Written task: In the lines below, find the one that contains "Where can the white corner" and write it out exactly, along with every line that follows it.

Data provided:
════════════════════
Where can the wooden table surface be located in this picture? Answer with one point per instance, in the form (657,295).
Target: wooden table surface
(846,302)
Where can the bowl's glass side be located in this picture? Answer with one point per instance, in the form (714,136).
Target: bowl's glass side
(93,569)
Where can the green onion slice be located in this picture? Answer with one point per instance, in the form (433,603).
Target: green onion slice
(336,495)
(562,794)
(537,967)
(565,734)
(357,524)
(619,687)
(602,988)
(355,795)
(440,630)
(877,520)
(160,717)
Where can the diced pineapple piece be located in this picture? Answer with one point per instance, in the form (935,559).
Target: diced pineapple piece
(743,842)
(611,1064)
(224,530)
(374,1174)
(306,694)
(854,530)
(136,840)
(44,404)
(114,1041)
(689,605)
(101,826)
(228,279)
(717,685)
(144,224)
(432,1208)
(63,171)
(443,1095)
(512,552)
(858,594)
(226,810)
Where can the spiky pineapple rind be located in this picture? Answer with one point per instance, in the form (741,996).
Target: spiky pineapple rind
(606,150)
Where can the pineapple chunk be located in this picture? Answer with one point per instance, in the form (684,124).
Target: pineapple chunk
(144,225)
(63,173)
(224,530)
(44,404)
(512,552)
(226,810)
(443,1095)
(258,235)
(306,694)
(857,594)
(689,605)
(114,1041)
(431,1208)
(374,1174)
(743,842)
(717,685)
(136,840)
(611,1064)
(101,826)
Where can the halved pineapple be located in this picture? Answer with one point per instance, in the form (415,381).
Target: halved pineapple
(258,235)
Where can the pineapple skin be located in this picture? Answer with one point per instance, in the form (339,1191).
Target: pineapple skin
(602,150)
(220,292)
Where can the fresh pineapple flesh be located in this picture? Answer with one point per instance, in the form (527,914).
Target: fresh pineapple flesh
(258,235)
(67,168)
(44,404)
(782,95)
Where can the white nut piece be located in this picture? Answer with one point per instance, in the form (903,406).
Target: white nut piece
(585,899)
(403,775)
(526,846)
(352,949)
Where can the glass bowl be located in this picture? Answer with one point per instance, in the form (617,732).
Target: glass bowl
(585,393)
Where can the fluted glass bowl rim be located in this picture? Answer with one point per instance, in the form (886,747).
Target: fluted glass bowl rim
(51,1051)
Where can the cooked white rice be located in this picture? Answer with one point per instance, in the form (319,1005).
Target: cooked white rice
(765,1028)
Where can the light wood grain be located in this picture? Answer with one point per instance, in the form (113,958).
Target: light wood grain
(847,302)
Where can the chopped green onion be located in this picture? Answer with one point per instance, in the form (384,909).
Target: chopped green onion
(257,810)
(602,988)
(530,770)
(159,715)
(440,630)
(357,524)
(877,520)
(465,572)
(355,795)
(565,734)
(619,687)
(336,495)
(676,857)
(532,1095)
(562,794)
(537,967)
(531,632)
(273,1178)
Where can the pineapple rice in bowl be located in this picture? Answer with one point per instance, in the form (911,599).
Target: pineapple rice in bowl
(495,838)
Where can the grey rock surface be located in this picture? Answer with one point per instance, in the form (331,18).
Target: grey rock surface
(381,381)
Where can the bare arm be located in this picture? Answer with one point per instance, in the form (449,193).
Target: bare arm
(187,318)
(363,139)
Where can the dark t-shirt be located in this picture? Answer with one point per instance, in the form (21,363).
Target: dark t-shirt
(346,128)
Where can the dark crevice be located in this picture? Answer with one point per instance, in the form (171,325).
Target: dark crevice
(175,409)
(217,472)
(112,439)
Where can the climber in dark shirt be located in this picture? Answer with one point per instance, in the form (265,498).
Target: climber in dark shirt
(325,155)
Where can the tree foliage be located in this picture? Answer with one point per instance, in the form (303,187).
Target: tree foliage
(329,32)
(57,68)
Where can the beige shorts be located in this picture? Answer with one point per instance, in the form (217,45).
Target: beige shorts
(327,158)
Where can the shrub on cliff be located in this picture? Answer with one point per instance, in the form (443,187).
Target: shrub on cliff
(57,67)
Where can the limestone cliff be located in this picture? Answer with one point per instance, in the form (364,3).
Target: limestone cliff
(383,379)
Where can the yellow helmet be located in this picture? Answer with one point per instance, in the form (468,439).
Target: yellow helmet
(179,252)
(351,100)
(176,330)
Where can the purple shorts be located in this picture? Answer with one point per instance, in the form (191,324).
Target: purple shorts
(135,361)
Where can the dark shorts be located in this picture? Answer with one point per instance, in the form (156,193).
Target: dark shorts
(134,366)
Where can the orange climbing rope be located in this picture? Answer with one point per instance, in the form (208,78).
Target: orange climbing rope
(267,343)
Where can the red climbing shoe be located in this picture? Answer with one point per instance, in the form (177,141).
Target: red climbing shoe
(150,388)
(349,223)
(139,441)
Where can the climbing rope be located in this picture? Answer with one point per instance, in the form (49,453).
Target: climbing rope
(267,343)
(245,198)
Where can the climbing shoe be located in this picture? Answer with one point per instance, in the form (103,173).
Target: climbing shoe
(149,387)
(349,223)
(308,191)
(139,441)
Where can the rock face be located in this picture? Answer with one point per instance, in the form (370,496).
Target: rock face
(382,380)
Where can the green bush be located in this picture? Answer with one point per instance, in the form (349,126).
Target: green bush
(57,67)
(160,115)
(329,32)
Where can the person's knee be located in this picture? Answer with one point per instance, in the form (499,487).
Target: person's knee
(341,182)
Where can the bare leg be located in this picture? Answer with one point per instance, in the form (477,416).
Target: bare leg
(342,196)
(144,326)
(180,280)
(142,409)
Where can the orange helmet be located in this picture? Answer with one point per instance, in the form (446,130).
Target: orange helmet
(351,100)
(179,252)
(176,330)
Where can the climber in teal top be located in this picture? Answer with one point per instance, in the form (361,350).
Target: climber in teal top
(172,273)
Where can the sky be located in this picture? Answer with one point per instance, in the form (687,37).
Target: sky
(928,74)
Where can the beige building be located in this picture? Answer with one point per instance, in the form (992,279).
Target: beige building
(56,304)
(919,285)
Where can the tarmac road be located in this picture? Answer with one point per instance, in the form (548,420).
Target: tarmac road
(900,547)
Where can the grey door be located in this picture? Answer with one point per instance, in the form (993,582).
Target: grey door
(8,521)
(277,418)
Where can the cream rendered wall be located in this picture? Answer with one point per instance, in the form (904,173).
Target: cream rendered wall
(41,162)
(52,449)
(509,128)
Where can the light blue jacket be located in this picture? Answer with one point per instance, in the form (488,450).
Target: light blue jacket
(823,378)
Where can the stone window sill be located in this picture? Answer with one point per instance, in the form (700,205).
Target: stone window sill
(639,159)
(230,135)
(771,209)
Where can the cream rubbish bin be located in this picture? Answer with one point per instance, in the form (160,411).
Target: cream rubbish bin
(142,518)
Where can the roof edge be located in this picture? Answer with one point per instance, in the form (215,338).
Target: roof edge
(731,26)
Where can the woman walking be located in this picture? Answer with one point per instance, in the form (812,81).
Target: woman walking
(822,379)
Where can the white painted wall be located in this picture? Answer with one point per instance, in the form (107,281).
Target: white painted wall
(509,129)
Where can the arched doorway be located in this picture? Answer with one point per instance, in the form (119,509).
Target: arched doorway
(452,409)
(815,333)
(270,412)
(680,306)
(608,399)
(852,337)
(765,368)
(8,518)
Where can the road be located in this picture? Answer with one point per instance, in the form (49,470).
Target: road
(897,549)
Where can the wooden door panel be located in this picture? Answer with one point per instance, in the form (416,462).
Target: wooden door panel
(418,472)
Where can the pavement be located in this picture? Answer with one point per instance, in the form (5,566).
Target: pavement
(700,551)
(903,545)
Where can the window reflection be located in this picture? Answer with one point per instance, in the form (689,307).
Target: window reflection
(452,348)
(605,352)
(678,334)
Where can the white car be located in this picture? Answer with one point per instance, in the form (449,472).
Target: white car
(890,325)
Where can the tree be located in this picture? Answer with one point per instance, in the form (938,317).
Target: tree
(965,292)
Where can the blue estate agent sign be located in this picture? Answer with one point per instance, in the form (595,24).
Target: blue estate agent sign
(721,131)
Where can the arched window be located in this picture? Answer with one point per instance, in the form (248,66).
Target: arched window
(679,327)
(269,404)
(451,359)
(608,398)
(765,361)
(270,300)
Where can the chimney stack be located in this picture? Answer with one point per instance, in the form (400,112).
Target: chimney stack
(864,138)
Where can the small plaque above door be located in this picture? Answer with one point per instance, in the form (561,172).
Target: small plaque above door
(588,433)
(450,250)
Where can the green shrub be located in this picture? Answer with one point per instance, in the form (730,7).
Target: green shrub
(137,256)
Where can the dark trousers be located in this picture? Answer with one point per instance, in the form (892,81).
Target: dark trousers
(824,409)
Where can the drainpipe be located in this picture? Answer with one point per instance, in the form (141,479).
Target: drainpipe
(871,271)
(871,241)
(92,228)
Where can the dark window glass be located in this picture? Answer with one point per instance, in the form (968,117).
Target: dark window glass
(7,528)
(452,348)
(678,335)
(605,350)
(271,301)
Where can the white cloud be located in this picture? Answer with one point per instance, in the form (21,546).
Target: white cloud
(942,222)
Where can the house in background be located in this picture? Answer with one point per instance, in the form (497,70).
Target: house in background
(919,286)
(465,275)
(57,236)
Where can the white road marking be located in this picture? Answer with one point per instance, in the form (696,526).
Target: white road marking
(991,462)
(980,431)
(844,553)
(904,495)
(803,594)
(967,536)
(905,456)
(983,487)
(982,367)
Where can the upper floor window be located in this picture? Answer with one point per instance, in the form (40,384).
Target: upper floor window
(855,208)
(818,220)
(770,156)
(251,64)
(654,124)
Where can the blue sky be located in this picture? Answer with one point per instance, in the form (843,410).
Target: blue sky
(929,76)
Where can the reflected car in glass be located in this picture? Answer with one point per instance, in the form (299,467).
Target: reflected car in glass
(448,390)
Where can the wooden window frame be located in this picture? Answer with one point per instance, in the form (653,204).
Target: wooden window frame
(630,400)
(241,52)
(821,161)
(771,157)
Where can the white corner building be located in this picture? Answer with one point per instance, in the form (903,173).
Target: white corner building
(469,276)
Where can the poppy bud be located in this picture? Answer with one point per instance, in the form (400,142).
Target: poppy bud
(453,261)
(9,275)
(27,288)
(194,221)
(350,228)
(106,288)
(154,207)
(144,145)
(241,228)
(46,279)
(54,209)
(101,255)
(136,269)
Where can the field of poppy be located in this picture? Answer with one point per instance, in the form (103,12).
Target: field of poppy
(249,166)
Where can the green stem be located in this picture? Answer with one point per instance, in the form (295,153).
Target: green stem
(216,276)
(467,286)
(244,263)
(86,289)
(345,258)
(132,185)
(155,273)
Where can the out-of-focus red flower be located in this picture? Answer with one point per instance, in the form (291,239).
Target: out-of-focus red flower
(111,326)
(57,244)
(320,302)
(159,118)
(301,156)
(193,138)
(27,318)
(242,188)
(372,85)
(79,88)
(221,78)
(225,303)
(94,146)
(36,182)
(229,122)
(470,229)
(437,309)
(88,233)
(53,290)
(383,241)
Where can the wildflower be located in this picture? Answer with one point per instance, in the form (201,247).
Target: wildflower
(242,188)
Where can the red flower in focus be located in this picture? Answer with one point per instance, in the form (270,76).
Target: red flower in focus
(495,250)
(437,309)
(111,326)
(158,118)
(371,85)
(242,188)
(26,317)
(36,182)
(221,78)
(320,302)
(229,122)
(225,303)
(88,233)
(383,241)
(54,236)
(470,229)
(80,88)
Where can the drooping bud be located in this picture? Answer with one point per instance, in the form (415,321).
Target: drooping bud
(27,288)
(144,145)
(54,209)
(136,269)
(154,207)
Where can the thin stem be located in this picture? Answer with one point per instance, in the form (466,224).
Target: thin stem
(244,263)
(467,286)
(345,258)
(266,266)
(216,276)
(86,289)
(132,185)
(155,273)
════════════════════
Exercise answer:
Where can the white corner building be located in this picture? Answer with one point per instance, in the form (903,173).
Target: white corner building
(469,276)
Where can the poppy bud be located in this picture? Answer with one point per instance, in the form (400,142).
Target: poppy bud
(453,261)
(9,275)
(27,288)
(194,221)
(350,228)
(106,288)
(154,207)
(144,145)
(241,228)
(46,279)
(54,209)
(101,255)
(136,269)
Where can the field of poppy be located in this picture? Answer with one point per instance, in the form (103,12).
Target: field of poppy
(249,166)
Where can the green stem be located in this picture? Answer with one point per instance, in the form (295,153).
Target: green stem
(216,276)
(467,286)
(244,263)
(86,289)
(345,258)
(132,185)
(155,273)
Where can the out-of-focus red flower be located in this picture? Answer with one point per instance, in the form (291,239).
Target: out-of-focus red flower
(111,326)
(57,244)
(320,302)
(159,118)
(301,156)
(193,138)
(27,318)
(242,188)
(372,85)
(79,88)
(221,78)
(225,303)
(94,146)
(36,182)
(229,122)
(470,229)
(437,309)
(88,233)
(53,290)
(383,241)
Where can the wildflower be located in this picture? Answer with one point per instance, in the form (201,247).
Target: wildflower
(242,188)
Where can the red flower in focus be located in this picture? Answer with one point per instance, in the form (270,76).
Target: red flower in focus
(495,250)
(437,309)
(111,326)
(158,118)
(371,85)
(242,188)
(26,317)
(36,182)
(221,78)
(320,302)
(229,122)
(225,303)
(88,233)
(383,241)
(54,236)
(470,229)
(80,88)
Where can the drooping bud be located in this picture? Answer with one point per instance, in the form (415,321).
Target: drooping bud
(27,288)
(144,145)
(54,209)
(136,269)
(154,207)
Where can the thin stem be located in this picture? Answer with one point per instance, in the form (466,224).
Target: thin stem
(244,263)
(467,286)
(345,258)
(266,266)
(216,276)
(86,289)
(132,185)
(155,273)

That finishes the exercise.